## Texte fourni
1- Une ambiguïté commode sur la durée exacte de cette "école obligatoire". Dans l'état actuel de la loi, le véritable "certificat de fin d'études", c'est le brevet des collèges : l'école n'est encore obligatoire que jusqu'à la troisième.
Mais, depuis longtemps, des voix s'élèvent pour considérer qu'il est illogique de ne pas faire coïncider "obligation d'étude", et "majorité des jeunes". C'est ainsi que se sont rajoutées deux années à cette "école commune". Rajout bâtard et jamais clarifié, au nom d'une prétendue liberté de choisir "librement" d'arrêter ses études à 16 ans, comme si tout le monde n'était pas capable d'apprendre jusqu'à sa majorité.
On retrouve ici cette bonne vieille image des enfants, que le GFEN dénonce inlassablement, celle qui affirme que les enfants ne sont "pas tous capables" d'apprendre : c'est tellement plus reposant comme conception !

2- Mais la plus belle de ces portes de secours, où l'opinion publique s'engouffre depuis toujours avec enthousiasme, c'est la fameuse théorie de l'élève méritant. Avec elle, nulle culpabilité n'est plus à craindre.

## Données à examiner
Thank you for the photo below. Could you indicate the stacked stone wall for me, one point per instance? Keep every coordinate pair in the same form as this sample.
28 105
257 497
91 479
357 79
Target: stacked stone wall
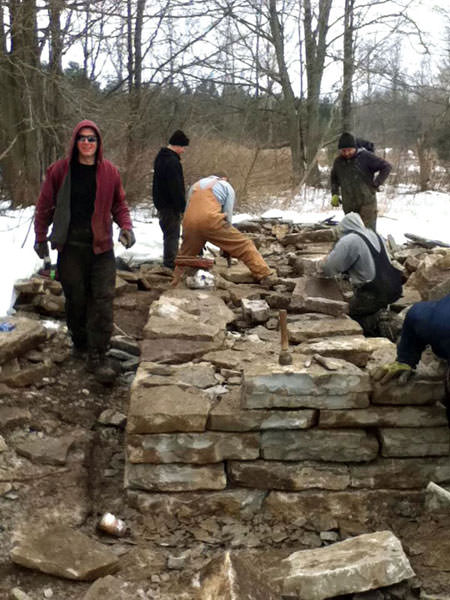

## Consigne
Selon le texte sur l'école obligatoire, jusqu'à quelle classe l'école est-elle encore obligatoire dans l'état actuel de la loi ? Ce matériel provient d'une autre source.

## Réponse
Jusqu'à la troisième.